→ **Data supplied**
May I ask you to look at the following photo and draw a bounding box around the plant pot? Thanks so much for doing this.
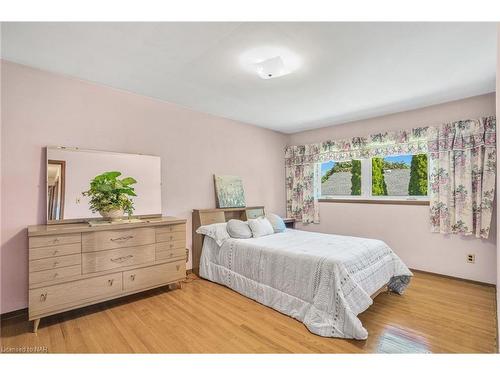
[99,208,125,221]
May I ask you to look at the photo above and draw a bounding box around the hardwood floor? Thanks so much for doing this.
[1,271,497,353]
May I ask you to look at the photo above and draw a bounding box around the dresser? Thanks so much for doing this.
[27,217,187,332]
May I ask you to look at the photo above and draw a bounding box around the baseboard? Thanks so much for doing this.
[0,307,28,321]
[410,268,496,287]
[495,289,499,353]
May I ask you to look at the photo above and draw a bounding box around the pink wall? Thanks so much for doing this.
[290,93,497,284]
[0,61,288,313]
[1,60,497,314]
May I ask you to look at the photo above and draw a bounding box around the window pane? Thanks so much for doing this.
[372,154,428,196]
[321,160,361,196]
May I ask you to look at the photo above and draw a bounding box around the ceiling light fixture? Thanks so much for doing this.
[239,46,302,80]
[254,56,287,80]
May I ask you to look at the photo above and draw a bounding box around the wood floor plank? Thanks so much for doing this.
[1,271,497,353]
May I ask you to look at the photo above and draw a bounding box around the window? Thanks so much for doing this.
[372,154,428,197]
[319,153,428,202]
[321,160,361,197]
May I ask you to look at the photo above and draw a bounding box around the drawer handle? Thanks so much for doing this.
[53,261,59,267]
[108,279,114,286]
[169,236,174,241]
[52,238,60,244]
[130,274,136,281]
[169,244,174,249]
[176,265,180,271]
[110,255,134,263]
[110,235,134,242]
[53,250,59,256]
[53,273,59,278]
[40,293,47,302]
[170,253,173,257]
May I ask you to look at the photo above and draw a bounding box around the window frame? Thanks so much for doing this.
[319,154,430,205]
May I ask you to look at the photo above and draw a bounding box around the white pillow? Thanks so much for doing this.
[248,217,275,238]
[226,219,252,239]
[266,213,286,233]
[196,222,230,246]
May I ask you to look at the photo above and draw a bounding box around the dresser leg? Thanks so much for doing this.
[178,281,183,290]
[33,318,41,333]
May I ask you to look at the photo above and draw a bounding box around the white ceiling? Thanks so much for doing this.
[1,22,497,133]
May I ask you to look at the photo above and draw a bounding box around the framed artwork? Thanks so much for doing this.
[214,175,246,208]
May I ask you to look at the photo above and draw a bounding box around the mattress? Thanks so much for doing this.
[199,228,412,339]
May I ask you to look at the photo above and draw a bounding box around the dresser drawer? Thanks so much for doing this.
[156,230,185,243]
[29,265,82,285]
[30,253,81,272]
[155,223,186,234]
[29,243,81,261]
[82,228,155,252]
[123,261,185,292]
[29,272,122,315]
[156,240,185,252]
[156,247,186,261]
[29,233,81,249]
[82,244,155,274]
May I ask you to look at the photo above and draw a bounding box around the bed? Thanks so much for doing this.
[191,207,412,340]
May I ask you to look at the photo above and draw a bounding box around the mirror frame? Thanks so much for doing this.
[46,146,162,224]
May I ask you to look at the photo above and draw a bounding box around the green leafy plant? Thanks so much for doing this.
[408,154,428,195]
[371,157,388,196]
[82,171,137,216]
[383,160,410,170]
[350,160,362,195]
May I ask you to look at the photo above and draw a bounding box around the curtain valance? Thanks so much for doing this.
[285,126,429,166]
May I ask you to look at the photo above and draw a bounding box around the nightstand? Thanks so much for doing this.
[283,218,296,229]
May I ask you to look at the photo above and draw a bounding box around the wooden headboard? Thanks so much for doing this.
[191,206,265,275]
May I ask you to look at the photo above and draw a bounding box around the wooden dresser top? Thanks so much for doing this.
[28,216,187,237]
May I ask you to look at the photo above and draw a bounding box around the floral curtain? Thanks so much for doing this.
[365,127,429,158]
[285,127,429,168]
[285,118,496,233]
[285,127,429,223]
[285,145,321,223]
[428,116,496,238]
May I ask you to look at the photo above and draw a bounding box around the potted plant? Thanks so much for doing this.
[82,171,137,221]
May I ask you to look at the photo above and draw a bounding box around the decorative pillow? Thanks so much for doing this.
[226,219,252,239]
[248,217,275,238]
[266,213,286,233]
[196,222,230,246]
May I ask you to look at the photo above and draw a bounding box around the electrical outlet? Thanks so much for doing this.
[467,254,476,264]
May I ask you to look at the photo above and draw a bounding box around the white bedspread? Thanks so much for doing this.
[199,229,412,339]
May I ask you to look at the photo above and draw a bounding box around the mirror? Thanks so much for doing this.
[47,160,66,220]
[46,147,162,223]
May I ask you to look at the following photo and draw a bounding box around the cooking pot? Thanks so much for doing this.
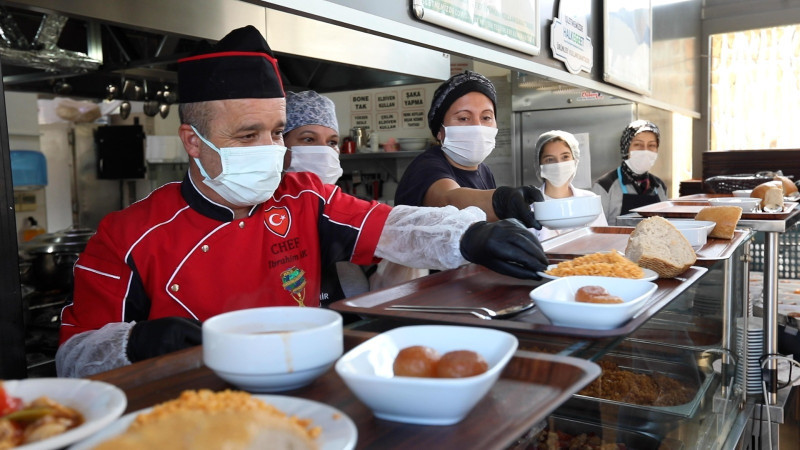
[19,227,95,292]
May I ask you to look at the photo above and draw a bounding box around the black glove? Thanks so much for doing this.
[460,219,549,279]
[127,316,203,362]
[492,186,544,230]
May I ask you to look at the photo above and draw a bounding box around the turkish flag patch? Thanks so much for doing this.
[264,206,291,238]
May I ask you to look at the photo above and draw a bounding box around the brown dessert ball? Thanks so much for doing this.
[436,350,489,378]
[393,345,441,377]
[575,286,623,304]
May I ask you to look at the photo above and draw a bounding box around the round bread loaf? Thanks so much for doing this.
[775,175,798,195]
[625,216,696,278]
[751,180,784,205]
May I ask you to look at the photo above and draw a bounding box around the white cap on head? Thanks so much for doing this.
[534,130,580,177]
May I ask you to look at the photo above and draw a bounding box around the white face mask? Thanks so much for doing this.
[191,125,286,207]
[441,125,497,167]
[541,160,577,187]
[625,150,658,175]
[287,145,343,184]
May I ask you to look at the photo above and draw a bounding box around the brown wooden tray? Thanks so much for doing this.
[89,330,601,450]
[631,200,798,220]
[540,226,750,264]
[330,264,707,339]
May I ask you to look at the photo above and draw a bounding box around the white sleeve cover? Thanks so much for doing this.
[374,205,486,270]
[55,321,134,378]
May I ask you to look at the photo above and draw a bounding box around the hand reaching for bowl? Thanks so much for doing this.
[459,219,548,279]
[491,186,543,230]
[127,316,202,362]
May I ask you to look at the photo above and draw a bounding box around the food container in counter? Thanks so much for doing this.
[531,415,684,449]
[556,350,717,438]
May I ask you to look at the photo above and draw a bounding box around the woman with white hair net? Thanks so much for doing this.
[533,130,607,240]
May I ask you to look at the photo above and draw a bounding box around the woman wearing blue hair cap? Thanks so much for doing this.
[534,130,607,240]
[591,120,668,225]
[284,90,343,184]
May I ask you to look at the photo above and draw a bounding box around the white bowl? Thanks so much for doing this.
[203,307,343,392]
[335,325,518,425]
[533,195,602,229]
[529,276,658,330]
[666,219,715,248]
[397,138,428,151]
[708,197,760,211]
[732,190,753,197]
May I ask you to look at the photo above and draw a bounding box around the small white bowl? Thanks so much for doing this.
[533,195,602,229]
[335,325,518,425]
[203,307,343,392]
[666,219,715,248]
[708,197,760,211]
[732,190,753,198]
[529,276,658,330]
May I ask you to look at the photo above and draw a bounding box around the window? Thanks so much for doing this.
[710,25,800,150]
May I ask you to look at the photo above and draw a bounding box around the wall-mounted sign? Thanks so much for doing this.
[376,91,398,111]
[402,88,425,108]
[351,114,371,129]
[550,4,593,75]
[412,0,540,56]
[603,0,652,95]
[377,112,399,131]
[351,94,372,112]
[402,110,426,129]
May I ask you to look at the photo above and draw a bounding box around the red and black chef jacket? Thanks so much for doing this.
[60,172,391,344]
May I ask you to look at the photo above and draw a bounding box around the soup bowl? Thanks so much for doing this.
[203,307,343,392]
[533,195,602,229]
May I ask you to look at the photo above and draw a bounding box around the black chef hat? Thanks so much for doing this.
[178,25,284,103]
[428,70,497,138]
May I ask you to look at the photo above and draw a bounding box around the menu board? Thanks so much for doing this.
[412,0,540,56]
[603,0,652,95]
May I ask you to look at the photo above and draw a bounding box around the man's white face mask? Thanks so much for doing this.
[540,160,577,187]
[441,125,497,167]
[287,145,343,184]
[191,125,286,206]
[625,150,658,175]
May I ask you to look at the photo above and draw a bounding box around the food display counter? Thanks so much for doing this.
[80,221,759,449]
[328,224,756,449]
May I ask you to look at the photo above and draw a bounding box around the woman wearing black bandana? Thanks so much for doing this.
[591,120,668,225]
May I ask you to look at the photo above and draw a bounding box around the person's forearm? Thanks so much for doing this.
[374,205,486,270]
[428,187,498,221]
[55,322,134,378]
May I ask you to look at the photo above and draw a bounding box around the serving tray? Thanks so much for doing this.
[88,331,601,450]
[631,200,798,220]
[330,264,707,339]
[540,226,750,265]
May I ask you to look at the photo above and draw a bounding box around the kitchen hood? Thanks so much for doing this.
[0,0,449,101]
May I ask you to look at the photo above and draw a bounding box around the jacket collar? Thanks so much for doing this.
[181,174,259,222]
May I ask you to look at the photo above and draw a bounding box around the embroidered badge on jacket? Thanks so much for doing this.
[265,206,291,237]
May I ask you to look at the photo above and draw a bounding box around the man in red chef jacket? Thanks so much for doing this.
[57,26,547,377]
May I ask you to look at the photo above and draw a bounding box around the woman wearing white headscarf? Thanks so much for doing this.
[534,130,607,241]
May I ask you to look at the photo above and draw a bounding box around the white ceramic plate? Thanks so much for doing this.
[70,395,356,450]
[537,264,659,282]
[3,378,126,450]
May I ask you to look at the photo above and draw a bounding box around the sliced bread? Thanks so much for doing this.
[694,205,743,239]
[625,216,697,278]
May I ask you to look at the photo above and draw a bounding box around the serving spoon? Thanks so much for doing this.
[386,302,535,320]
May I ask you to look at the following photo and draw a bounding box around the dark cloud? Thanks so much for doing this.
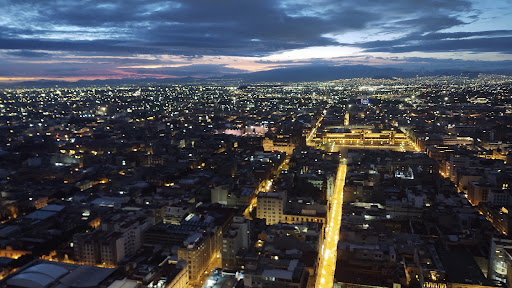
[6,50,52,58]
[0,37,168,55]
[381,57,512,72]
[403,37,512,53]
[123,64,247,78]
[0,0,477,56]
[360,32,512,53]
[389,16,466,34]
[420,30,512,40]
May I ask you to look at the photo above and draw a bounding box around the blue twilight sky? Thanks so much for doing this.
[0,0,511,82]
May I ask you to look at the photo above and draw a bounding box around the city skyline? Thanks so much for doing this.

→ **Your goal**
Give back exactly the lines from the one that contains "sky? Thanks so much for doing this." to the end of the data above, both of those lines included.

→ **Output below**
May I ask you to look at the photo above and draw a bounding box around the blue twilight sky? Thanks so much for doing this.
[0,0,511,82]
May I ask you to look at the photo above and draw a bounding box around the city skyline? Thanks so much for doing this.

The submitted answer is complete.